→ Passage to read
Malignant Biliary Stenosis Clinical Trial
Official title:
Comparison of Two Diagnostic Strategies in Indeterminate Biliary Stenosis: Exploration by Retrograde Cholangioscopy From the Outset or After Failure of Conventional Techniques
Biliary stenosis not associated with a mass is difficult to diagnose with certainty. The diagnosis is usually based on a first-line cytological study of biliary brushing, which allows a diagnosis in 30 to 50% of cases. In the event of negativity, it is then possible to perform a cholangioscopy in a second step, which allows better sensitivity by performing biopsies. Performing cholangioscopy from the start could potentially save time and avoid disturbances associated with intermediate biliary stenting. The main objective is to compare two strategies for exploring indeterminate biliary stenosis (1st vs. 2nd line retrograde cholangioscopy) in terms of diagnostic performance. The secondary objectives are to compare the same two strategies in terms of effectiveness, side effects and cost-effectiveness. The primary outcome measure is the diagnostic yield (performance) of the initial investigation of indeterminate biliary stenosis: cytological brushing followed by cholangioscopy in case of failure (control group) or cholangioscopy from the start (study group).

→ Task description
According to the trial description, in what share of cases does first-line cytological study of biliary brushing allow a diagnosis? The data below have no connection to the trial description.

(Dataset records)

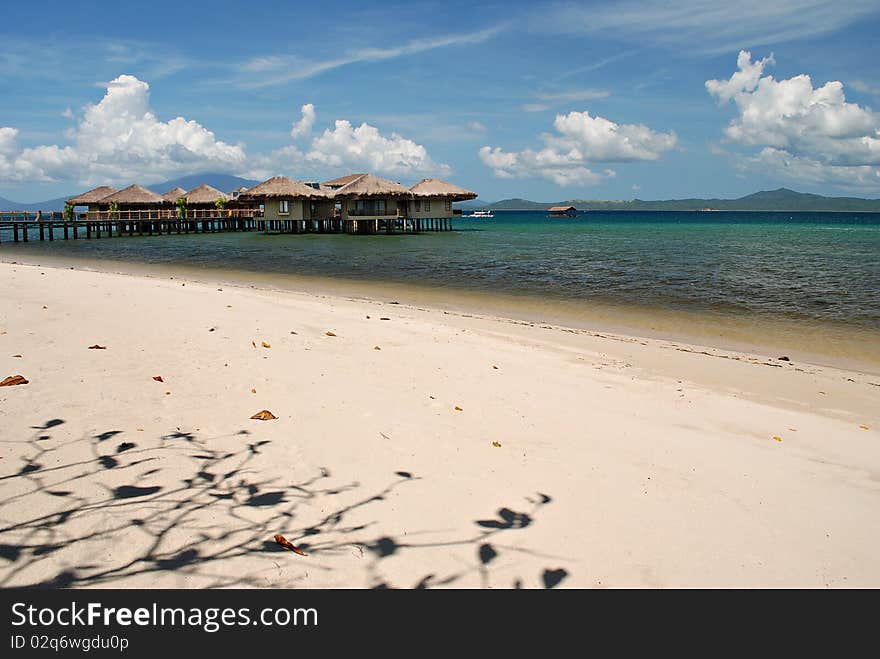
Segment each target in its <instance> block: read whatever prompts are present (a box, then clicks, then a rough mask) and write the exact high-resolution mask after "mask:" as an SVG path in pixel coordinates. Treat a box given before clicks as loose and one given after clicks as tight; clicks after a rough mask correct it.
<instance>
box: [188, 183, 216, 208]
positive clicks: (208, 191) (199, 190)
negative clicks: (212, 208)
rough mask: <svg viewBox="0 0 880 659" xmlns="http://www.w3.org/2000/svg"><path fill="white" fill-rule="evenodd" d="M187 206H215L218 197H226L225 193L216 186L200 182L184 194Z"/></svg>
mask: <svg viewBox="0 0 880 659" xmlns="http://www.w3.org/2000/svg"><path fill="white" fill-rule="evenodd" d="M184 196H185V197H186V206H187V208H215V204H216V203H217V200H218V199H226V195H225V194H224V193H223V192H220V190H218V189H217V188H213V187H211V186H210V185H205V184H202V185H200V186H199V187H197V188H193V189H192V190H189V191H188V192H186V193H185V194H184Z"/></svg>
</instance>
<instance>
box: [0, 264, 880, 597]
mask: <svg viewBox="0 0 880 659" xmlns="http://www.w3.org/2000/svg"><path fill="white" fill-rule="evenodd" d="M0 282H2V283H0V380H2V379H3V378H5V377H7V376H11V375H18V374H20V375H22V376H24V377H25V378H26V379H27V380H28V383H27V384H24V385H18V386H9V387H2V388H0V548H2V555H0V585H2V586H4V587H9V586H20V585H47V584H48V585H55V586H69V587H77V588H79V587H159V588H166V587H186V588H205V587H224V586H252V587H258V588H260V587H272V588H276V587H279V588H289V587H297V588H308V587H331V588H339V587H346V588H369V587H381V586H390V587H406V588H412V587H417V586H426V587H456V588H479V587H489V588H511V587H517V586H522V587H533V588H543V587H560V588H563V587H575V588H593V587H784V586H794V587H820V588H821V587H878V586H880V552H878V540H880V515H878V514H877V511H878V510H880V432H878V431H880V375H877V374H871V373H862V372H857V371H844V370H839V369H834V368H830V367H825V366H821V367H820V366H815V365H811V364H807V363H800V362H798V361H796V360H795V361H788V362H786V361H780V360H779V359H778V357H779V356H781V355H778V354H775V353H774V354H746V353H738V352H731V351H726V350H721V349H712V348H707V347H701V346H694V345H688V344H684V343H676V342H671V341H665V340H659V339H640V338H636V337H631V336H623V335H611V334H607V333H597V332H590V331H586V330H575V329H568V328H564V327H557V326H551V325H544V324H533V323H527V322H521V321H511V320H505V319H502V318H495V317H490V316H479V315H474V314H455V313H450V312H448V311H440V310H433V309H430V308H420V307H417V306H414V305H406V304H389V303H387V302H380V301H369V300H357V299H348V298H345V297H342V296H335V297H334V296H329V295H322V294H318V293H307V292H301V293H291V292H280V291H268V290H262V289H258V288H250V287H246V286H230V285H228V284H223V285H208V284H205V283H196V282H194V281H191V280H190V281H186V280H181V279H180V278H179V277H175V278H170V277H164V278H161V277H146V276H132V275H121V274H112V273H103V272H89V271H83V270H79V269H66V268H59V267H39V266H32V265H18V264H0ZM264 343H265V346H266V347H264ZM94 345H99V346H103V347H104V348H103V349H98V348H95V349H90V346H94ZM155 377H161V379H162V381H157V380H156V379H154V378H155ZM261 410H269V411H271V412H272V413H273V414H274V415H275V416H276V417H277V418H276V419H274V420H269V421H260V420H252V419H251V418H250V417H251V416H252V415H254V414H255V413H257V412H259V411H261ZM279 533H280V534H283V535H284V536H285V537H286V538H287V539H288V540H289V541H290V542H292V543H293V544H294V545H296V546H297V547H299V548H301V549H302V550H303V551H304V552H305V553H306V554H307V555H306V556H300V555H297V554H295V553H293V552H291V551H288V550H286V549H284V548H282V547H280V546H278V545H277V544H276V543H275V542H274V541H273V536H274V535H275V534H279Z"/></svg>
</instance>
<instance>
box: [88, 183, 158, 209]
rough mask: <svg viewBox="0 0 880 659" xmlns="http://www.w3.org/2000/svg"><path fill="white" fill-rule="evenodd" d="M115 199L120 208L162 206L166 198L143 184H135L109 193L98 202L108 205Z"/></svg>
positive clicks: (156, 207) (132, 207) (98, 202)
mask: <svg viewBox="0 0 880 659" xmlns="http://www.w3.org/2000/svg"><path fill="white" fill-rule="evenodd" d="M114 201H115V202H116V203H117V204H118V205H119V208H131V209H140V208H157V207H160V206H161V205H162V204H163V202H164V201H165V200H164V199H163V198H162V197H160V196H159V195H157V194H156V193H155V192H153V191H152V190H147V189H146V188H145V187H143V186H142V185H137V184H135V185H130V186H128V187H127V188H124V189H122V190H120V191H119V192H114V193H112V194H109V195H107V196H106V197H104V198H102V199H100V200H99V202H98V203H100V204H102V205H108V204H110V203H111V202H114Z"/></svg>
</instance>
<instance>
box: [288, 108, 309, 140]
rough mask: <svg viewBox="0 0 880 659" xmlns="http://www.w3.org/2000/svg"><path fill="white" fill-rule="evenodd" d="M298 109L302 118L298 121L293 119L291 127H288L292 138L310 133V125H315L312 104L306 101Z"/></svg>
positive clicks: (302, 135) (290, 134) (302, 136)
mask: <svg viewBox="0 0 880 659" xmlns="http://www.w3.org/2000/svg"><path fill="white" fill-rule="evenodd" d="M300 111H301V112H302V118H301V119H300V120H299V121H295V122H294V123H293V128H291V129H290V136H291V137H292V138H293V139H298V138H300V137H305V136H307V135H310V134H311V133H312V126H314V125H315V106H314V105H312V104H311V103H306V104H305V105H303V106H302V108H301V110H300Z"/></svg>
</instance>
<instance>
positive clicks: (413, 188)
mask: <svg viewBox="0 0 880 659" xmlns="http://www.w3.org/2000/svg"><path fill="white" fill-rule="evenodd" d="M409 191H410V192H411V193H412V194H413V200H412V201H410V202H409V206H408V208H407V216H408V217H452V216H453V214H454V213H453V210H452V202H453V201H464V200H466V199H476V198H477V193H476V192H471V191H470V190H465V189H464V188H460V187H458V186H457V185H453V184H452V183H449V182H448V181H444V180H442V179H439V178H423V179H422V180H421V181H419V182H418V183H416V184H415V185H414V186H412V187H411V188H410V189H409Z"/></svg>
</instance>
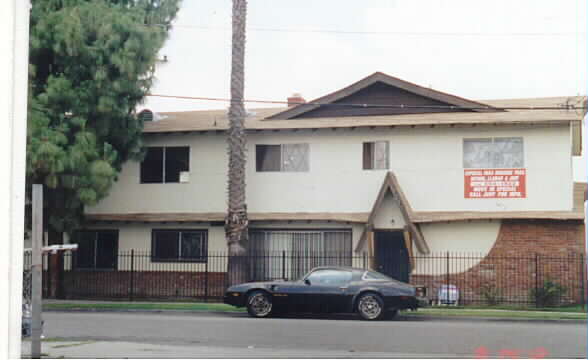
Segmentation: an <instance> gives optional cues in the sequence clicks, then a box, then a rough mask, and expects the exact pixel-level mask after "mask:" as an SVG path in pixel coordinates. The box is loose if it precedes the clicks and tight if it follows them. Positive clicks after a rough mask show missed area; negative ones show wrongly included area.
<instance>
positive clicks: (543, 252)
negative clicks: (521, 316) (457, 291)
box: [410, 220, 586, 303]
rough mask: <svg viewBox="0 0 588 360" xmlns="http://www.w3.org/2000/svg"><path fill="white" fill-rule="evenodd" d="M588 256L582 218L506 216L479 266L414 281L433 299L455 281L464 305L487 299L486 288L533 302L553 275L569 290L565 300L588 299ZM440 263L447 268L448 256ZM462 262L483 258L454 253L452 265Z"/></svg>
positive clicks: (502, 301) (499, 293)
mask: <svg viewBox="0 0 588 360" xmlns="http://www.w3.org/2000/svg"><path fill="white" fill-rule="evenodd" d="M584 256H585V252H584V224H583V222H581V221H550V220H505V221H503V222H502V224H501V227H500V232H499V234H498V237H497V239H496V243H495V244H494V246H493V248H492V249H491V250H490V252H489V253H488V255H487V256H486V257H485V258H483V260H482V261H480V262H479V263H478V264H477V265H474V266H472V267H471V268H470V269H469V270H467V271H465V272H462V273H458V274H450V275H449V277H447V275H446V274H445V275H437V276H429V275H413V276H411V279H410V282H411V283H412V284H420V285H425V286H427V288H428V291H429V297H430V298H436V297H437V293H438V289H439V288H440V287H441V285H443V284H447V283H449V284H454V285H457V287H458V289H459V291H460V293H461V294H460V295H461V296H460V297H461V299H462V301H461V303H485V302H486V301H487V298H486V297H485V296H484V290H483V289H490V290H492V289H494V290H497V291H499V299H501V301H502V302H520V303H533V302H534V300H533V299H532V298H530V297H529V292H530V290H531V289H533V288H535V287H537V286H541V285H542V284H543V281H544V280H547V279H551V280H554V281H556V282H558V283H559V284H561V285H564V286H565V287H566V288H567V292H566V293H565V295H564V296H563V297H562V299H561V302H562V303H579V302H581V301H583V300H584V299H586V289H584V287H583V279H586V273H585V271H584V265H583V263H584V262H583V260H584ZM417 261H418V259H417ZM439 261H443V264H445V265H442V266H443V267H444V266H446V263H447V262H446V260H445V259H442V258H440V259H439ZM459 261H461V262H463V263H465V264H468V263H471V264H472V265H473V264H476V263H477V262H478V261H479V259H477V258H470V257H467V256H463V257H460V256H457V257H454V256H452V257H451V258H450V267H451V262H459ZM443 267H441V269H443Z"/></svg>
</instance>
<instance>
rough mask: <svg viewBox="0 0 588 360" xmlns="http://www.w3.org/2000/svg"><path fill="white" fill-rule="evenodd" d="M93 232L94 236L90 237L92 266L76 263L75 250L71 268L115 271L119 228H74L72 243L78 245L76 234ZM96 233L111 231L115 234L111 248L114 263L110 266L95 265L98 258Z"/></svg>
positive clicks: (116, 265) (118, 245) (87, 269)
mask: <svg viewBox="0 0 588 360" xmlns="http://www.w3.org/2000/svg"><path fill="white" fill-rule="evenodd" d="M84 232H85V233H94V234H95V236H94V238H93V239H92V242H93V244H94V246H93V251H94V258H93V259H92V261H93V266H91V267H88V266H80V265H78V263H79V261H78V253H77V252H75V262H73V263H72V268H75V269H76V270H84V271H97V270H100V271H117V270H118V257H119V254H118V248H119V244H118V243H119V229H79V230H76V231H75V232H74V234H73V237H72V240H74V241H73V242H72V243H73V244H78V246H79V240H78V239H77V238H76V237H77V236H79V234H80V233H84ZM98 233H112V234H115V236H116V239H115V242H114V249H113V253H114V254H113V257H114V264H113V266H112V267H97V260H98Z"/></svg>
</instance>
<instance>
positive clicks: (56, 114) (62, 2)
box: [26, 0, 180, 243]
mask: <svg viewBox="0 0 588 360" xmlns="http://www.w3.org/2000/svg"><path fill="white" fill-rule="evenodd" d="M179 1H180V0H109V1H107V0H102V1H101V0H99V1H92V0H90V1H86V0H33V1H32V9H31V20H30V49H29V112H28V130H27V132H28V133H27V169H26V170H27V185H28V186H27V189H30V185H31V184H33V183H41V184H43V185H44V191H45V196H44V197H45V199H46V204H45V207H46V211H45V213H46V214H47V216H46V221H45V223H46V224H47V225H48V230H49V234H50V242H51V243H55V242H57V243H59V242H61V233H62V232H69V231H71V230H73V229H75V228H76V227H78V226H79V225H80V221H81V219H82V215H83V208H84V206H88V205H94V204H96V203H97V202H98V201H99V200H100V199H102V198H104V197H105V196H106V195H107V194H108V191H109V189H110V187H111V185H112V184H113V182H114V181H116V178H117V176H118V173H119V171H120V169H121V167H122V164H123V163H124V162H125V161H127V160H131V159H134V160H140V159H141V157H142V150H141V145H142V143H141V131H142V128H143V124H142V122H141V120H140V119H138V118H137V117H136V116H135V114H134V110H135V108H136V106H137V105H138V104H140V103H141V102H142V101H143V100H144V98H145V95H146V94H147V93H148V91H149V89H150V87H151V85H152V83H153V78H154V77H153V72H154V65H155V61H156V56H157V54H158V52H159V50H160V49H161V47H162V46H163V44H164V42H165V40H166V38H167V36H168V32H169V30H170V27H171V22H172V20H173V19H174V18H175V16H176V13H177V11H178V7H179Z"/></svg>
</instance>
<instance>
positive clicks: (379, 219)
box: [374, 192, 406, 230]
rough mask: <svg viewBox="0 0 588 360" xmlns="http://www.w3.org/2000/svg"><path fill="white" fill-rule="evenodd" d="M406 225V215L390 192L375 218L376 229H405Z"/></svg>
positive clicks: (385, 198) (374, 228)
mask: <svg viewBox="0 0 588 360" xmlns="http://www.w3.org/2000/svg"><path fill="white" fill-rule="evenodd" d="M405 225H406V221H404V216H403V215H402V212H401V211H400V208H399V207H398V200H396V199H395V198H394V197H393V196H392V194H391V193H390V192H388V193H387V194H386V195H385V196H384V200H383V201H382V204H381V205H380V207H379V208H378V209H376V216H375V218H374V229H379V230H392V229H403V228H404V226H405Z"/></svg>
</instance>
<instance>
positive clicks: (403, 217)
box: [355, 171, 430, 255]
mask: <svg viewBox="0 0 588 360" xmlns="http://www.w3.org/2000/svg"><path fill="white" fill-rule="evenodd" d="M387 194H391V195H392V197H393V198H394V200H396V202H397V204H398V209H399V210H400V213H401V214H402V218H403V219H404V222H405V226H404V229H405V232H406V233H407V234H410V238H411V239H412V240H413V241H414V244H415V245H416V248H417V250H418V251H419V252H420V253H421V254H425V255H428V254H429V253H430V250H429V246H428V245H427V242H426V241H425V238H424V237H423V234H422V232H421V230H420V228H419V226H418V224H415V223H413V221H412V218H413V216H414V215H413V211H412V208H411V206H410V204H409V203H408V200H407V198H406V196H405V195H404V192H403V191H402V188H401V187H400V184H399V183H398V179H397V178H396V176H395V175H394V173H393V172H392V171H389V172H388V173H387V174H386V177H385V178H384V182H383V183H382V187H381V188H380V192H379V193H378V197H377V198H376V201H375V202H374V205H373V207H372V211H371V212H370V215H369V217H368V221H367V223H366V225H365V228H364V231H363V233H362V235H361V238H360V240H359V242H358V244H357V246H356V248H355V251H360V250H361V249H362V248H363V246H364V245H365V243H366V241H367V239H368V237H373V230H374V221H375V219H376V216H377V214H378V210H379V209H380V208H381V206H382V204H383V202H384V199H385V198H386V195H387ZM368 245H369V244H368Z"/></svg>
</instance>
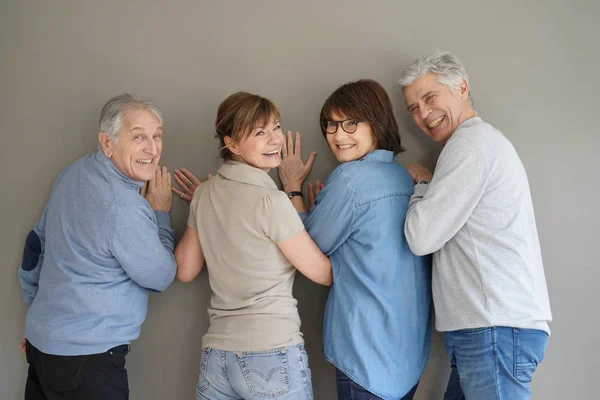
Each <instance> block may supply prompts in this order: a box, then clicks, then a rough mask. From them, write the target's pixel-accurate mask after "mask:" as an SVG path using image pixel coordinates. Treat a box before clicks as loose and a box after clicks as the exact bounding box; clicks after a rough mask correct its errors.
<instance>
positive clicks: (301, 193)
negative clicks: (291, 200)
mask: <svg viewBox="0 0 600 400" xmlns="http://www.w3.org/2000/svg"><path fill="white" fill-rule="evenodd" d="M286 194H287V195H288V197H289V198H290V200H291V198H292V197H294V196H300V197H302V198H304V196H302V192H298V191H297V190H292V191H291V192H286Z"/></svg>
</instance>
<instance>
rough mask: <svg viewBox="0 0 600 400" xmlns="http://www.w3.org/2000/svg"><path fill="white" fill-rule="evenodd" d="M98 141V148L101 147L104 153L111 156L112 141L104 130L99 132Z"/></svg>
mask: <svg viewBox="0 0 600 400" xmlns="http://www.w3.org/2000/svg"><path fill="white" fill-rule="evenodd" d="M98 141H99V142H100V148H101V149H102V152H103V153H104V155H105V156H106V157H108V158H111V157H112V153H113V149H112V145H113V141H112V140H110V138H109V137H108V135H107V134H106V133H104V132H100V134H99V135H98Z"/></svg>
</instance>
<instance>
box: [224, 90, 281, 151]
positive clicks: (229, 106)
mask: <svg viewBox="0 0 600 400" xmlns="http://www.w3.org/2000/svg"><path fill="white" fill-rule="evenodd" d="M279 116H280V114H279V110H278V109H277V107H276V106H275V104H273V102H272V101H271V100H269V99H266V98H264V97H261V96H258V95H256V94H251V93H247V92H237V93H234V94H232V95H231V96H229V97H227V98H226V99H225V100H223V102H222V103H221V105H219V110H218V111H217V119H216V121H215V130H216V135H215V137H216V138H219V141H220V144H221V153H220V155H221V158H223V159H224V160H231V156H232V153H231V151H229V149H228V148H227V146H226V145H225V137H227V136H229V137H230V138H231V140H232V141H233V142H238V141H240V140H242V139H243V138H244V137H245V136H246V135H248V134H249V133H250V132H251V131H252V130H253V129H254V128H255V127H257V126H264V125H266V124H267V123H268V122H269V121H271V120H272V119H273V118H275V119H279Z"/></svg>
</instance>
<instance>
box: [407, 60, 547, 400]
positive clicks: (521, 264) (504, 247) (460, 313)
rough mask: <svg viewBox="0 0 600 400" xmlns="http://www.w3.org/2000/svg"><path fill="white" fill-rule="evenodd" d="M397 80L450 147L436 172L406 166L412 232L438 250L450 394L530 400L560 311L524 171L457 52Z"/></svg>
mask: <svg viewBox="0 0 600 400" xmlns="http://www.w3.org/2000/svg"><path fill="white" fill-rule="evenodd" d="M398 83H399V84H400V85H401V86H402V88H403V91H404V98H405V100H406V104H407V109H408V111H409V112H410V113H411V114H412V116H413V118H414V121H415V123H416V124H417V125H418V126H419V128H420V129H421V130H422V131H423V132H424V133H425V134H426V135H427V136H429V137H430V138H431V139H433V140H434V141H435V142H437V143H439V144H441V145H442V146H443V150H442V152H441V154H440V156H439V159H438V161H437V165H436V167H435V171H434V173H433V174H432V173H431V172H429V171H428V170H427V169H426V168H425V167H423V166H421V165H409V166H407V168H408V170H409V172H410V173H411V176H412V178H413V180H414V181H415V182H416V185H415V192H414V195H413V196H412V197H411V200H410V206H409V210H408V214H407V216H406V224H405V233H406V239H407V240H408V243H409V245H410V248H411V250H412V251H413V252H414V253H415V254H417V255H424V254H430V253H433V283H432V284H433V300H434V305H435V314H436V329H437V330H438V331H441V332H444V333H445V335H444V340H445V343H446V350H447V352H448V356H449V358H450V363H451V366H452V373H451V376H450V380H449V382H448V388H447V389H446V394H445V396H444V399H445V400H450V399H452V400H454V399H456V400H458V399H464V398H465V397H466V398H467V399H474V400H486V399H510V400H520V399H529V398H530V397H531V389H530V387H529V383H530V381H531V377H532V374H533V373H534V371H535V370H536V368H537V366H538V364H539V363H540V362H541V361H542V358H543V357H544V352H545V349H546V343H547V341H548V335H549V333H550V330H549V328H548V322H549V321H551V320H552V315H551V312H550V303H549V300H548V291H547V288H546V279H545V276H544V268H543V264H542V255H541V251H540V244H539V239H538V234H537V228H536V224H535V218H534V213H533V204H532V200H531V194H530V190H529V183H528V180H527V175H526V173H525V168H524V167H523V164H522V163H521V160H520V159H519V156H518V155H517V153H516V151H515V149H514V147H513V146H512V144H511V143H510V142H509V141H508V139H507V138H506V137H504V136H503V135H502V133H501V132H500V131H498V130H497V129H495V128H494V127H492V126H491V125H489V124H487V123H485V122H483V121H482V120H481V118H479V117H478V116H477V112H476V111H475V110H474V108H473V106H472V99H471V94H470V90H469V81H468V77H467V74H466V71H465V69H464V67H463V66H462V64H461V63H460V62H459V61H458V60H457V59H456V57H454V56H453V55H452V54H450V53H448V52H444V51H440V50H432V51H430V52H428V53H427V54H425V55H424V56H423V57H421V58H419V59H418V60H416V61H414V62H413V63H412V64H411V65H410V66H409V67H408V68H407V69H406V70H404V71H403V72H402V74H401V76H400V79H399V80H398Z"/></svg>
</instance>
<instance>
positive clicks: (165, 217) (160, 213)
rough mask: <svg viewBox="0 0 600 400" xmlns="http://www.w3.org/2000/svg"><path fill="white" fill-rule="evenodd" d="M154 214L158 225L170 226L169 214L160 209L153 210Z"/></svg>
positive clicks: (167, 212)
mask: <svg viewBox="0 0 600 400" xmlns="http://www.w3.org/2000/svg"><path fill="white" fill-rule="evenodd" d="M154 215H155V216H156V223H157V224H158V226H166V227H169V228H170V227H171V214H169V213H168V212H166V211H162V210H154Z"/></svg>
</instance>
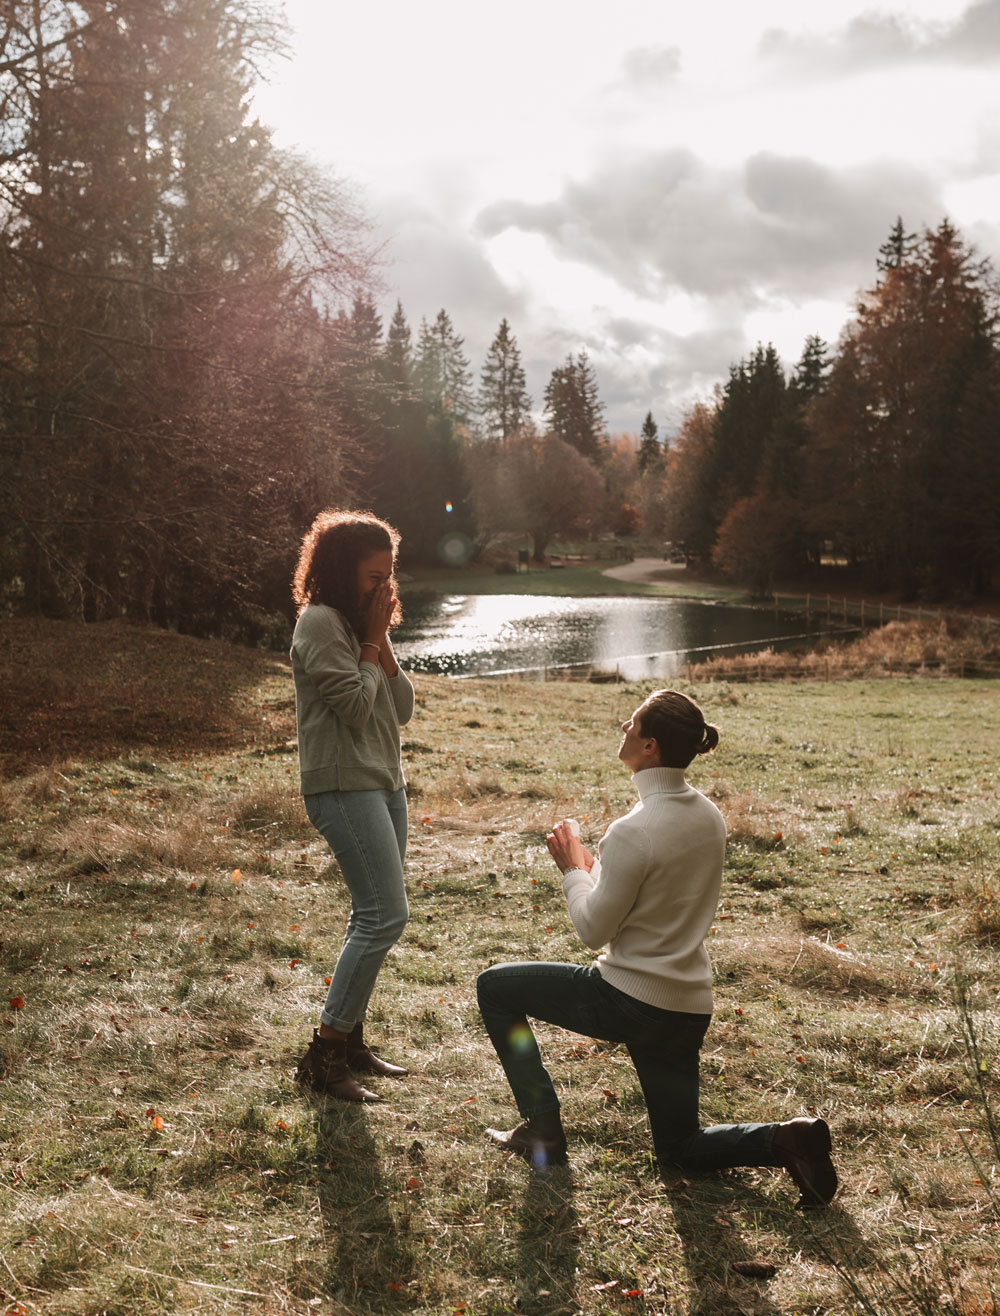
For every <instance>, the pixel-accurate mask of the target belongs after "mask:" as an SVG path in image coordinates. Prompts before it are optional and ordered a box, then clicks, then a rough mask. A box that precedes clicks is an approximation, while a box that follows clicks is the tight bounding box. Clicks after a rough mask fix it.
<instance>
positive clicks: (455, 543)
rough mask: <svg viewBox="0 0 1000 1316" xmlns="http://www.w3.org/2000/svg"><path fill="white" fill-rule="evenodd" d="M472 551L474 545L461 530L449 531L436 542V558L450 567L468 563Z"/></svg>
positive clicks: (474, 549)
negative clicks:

→ Task solution
30 to 50% of cases